**Passage provided:**
=== Section Start ===
10oz ribeye @outback. SOOOOOOOOO good. you have the option for grilled or pan with seasoned. I asked for it to be seasoned but grilled and it could not have been better. Funny story or not story but fact, this but his steak and an appetizer cost the same as when we go to Buffalo Wild Wings. Isnt that nuts?!

Beginning of the year 2014'

Beginning of the year 2014′

So, as you may know I am an avid believer in eating clean. However, I don’t know exactly what went on here. I didn’t calorie count or track anything (besides the pictures), but you can tell I wasn’t shy about those calories consumed. I enjoyed every last bite of every meal I ate in the last week. That I get, but what confuses me is that I didn’t change my work out regimen  to adapt to the significantly higher calories in my diet, but I still maintained if not IMPROVED my physique. Yes I am not stage lean-to ANY extent, but I feel like I have actually never looked better. Maybe they really were magic cookies…

Haha inside joke.. I have started a cookie binge and it’s catching on like a virus! I swear they’re not magic! This is not a trend, do NOT follow! haha… I think my body was just going crazy and even it didn’t know what to do with itself..BUT today, I have started from scratch. Chicken and veggies for meeeeeeeee. Lets see what happens.. I mean,, if crap food and no added exercise made me look like this.. I can only imagined if I cleaned things up!
=== Section End ===
Records from a data source
=== Section Start ===
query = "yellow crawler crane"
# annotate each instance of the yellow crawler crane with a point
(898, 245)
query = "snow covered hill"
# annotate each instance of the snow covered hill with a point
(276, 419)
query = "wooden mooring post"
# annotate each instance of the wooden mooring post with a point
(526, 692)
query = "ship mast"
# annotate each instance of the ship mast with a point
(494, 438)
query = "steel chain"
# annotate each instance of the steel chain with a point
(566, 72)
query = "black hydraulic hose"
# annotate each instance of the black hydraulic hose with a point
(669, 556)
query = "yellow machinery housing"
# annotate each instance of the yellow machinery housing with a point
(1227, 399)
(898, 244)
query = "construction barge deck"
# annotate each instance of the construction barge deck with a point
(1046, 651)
=== Section End ===
=== Section Start ===
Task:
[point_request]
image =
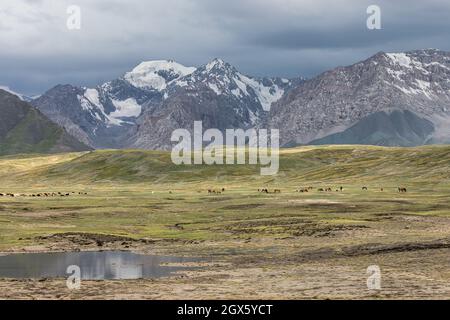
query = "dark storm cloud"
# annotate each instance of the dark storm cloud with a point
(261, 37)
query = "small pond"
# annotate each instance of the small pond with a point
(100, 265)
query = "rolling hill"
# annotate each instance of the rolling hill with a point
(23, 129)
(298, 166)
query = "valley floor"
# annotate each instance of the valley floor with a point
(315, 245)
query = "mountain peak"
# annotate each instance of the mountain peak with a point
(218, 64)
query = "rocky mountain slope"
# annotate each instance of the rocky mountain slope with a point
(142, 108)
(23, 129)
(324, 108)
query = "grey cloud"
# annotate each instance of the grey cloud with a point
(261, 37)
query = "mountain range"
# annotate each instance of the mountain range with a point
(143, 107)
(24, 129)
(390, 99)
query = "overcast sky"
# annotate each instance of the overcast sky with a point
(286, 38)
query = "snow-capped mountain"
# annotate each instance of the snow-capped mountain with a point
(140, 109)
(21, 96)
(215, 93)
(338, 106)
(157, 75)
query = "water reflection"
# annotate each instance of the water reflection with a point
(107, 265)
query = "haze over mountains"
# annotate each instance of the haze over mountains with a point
=== Section End ===
**Exercise set:**
a - According to the blog post, what did the writer order at Outback?
b - Update the blog post, starting with "Haha inside joke.." and going on through "cleaned things up!", so that "cookie binge" becomes "cookie spree".

**List of answers:**
a - A 10oz ribeye.

b -
Haha inside joke.. I have started a cookie spree and it’s catching on like a virus! I swear they’re not magic! This is not a trend, do NOT follow! haha… I think my body was just going crazy and even it didn’t know what to do with itself..BUT today, I have started from scratch. Chicken and veggies for meeeeeeeee. Lets see what happens.. I mean,, if crap food and no added exercise made me look like this.. I can only imagined if I cleaned things up!